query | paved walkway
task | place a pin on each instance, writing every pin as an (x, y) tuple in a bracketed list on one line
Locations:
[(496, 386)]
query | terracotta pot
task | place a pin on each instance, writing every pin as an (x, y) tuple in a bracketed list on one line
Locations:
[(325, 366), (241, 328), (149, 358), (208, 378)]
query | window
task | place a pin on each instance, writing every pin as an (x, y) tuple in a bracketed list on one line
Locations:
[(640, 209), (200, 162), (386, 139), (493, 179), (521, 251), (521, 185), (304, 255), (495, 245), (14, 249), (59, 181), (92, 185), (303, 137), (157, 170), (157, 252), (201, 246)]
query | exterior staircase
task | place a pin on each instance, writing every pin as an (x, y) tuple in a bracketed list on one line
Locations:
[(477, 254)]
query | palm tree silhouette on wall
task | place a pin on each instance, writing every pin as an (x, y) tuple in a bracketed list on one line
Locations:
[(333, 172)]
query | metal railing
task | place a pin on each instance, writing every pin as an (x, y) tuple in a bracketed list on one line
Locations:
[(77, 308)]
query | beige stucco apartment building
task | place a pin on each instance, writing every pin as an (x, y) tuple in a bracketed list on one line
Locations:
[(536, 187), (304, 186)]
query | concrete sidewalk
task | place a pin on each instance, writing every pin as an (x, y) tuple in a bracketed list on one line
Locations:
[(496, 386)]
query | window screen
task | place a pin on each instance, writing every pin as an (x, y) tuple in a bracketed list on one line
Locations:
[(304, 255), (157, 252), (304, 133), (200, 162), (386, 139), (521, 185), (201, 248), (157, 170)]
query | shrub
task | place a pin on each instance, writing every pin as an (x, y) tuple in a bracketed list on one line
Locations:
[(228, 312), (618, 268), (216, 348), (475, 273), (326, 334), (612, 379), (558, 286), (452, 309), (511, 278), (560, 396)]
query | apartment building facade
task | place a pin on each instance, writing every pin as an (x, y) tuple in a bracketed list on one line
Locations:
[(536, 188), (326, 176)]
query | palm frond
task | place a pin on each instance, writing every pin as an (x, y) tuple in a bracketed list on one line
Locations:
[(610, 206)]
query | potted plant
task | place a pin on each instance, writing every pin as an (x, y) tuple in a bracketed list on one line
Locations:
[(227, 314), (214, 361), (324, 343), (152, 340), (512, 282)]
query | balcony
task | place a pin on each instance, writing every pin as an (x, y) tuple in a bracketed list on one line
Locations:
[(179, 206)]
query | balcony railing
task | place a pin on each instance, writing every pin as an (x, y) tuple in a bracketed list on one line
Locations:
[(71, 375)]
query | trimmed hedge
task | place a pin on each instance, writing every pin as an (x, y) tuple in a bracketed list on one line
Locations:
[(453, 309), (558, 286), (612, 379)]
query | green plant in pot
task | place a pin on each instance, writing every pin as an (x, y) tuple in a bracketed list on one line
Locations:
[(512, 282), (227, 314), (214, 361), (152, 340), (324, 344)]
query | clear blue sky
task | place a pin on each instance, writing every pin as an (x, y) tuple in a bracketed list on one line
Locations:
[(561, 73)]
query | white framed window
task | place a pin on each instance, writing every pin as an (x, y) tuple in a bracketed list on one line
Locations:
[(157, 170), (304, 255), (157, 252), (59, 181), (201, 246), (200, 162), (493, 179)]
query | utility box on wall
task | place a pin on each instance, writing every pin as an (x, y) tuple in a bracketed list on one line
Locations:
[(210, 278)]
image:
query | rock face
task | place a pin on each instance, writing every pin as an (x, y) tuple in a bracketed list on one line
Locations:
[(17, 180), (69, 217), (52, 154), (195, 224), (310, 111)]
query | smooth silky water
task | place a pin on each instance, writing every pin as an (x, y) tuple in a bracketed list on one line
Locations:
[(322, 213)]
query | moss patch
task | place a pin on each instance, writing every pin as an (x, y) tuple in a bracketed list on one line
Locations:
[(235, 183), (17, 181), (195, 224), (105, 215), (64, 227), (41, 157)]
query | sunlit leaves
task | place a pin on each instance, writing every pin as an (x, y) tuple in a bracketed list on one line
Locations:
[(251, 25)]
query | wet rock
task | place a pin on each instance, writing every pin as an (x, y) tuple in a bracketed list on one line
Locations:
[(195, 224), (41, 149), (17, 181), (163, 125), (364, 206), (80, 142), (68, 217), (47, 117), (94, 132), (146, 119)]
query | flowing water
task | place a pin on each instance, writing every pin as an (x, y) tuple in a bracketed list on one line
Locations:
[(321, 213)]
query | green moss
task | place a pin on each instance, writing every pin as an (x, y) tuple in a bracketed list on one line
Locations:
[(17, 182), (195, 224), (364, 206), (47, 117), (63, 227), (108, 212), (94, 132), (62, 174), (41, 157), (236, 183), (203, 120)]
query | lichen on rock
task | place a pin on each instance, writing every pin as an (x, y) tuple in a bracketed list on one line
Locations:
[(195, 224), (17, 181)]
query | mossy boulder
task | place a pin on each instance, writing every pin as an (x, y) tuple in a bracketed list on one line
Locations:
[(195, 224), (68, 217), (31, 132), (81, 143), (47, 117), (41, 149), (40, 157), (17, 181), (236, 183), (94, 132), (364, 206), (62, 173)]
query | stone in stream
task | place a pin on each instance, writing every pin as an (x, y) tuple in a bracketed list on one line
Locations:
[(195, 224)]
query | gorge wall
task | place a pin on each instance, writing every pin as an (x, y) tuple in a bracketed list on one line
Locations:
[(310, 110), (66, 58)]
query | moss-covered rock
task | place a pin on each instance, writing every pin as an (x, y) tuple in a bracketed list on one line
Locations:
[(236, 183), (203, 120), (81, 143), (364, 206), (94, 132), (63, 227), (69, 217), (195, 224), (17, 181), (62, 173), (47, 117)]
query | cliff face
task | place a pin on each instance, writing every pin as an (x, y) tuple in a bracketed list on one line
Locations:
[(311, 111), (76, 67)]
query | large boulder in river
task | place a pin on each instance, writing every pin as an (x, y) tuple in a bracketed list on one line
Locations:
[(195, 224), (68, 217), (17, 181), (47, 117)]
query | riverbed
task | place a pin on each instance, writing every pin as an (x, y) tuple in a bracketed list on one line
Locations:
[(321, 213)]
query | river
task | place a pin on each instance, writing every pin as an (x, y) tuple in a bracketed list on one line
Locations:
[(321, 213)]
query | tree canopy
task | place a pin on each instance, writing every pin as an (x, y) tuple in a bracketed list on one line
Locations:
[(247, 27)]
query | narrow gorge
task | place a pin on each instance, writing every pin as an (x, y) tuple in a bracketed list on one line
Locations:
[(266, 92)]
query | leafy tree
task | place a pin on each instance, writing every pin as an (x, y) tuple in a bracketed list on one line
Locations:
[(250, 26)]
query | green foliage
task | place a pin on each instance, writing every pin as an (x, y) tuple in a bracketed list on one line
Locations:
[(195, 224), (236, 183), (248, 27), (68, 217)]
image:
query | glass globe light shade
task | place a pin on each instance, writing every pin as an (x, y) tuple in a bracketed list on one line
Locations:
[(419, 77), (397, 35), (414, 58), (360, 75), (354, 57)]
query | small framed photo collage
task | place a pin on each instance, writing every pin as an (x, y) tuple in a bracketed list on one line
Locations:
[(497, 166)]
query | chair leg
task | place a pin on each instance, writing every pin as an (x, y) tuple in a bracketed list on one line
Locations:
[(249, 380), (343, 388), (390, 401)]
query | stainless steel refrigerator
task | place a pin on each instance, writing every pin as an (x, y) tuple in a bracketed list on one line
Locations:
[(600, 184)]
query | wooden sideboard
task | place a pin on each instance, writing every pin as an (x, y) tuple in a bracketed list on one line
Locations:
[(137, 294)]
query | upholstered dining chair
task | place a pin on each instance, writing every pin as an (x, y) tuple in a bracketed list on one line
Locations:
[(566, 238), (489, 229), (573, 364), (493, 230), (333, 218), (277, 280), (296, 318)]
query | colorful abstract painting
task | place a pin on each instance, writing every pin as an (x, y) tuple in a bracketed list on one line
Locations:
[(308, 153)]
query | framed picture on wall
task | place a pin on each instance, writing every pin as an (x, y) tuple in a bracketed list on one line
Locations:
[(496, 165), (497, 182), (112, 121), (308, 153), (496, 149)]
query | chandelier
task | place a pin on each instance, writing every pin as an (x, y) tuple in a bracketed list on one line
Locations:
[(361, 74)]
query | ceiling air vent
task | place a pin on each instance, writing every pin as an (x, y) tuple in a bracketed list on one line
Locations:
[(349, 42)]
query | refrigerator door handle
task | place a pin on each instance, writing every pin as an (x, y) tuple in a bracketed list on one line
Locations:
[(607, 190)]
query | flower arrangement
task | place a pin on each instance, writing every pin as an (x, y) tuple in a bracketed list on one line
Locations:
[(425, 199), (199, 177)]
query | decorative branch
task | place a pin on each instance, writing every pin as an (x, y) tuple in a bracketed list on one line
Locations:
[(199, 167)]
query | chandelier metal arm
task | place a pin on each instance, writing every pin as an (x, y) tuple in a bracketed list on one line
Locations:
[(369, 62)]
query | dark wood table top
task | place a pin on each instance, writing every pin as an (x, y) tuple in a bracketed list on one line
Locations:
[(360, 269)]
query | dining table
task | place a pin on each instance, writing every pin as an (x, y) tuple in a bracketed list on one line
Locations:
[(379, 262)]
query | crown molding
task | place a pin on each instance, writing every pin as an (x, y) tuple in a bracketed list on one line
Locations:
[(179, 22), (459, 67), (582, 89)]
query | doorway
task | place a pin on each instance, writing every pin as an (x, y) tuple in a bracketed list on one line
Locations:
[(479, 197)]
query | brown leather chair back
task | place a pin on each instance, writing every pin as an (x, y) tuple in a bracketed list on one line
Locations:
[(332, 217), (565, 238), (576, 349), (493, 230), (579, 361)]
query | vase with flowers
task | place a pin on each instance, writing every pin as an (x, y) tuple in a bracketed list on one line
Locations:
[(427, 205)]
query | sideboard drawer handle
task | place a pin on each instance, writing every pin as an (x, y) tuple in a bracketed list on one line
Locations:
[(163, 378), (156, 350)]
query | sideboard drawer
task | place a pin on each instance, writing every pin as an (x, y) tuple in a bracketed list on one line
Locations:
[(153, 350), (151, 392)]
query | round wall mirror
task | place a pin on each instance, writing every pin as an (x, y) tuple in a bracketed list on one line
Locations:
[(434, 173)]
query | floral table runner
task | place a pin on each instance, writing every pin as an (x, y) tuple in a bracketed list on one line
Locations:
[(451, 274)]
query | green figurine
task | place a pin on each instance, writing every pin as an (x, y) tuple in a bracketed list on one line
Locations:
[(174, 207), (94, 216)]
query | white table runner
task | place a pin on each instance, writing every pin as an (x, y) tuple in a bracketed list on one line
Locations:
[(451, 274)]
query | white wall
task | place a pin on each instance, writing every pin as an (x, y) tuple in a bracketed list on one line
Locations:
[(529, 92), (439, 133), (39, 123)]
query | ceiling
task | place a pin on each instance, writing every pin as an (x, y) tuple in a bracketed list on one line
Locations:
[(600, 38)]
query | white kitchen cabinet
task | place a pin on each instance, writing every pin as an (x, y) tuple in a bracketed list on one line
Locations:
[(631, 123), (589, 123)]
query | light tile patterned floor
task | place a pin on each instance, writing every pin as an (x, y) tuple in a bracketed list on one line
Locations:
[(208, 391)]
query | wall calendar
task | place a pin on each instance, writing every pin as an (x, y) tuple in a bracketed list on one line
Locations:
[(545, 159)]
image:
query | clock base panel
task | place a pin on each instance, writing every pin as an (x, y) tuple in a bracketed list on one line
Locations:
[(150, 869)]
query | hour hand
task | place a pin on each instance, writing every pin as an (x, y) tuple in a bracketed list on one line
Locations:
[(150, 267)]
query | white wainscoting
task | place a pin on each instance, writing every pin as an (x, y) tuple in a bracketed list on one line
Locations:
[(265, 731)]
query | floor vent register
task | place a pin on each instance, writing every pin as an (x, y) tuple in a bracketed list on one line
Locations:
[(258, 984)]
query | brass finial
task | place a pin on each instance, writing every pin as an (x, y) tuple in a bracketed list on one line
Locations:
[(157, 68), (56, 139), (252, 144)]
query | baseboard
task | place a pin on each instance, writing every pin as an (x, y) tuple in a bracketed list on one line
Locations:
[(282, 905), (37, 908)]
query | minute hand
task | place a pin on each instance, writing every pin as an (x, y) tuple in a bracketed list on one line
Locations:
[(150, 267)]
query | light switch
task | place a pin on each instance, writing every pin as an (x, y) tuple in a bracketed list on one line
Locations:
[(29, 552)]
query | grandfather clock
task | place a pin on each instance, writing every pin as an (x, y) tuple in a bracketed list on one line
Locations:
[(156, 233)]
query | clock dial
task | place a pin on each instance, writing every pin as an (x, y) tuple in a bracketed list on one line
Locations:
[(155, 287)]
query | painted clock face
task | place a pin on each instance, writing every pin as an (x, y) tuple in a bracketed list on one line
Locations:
□ □ □
* [To do]
Please quote the records exactly, from the line that contains "query | palm tree silhouette on wall" through the line that contains "[(77, 308)]", both included.

* [Reply]
query | palm tree silhouette on wall
task | place a pin on each instance, writing every pin as an (x, y) tuple in a bracketed list on one line
Locations:
[(333, 172)]
query | metal railing
task | place a pin on each instance, writing every pin as an (x, y) tuple in a bracketed list on one line
Locations:
[(77, 308)]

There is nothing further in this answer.